• [AIM] Please count the lines below that contain the word "table" with matching case, and reply with the number alone.

Point labeling data from photos
☆ ☆ ☆ ☆ ☆
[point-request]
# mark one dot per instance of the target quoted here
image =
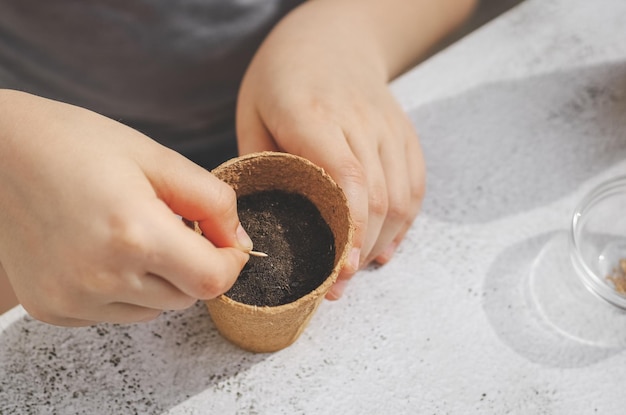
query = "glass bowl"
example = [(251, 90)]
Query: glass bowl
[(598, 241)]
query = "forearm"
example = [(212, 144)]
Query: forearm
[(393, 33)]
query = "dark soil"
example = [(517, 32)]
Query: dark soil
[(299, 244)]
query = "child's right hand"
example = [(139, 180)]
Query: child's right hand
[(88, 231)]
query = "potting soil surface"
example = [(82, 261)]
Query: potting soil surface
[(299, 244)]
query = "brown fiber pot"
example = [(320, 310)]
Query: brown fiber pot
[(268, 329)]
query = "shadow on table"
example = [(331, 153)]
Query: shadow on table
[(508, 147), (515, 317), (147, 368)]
☆ ☆ ☆ ☆ ☆
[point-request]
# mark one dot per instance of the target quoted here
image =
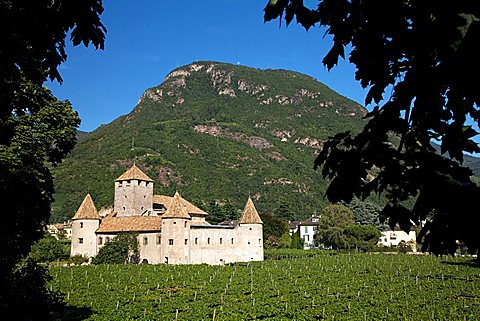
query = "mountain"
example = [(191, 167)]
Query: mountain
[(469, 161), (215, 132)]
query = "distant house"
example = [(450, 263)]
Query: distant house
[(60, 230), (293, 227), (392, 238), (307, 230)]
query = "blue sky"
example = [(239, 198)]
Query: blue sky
☆ ☆ ☆ ☆ ☆
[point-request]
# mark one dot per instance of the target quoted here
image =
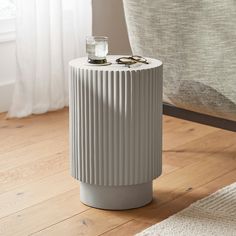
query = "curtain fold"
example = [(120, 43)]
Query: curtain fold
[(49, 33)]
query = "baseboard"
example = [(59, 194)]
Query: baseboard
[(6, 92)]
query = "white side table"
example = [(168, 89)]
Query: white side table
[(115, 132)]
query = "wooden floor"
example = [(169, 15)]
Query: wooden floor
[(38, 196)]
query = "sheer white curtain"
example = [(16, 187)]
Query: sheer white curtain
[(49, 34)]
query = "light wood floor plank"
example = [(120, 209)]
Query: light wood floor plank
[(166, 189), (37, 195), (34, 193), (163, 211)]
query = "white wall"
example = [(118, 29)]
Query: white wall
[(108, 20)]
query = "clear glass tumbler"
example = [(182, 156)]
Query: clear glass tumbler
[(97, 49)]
☆ ☆ ☆ ☆ ☆
• [TASK OUTPUT] 4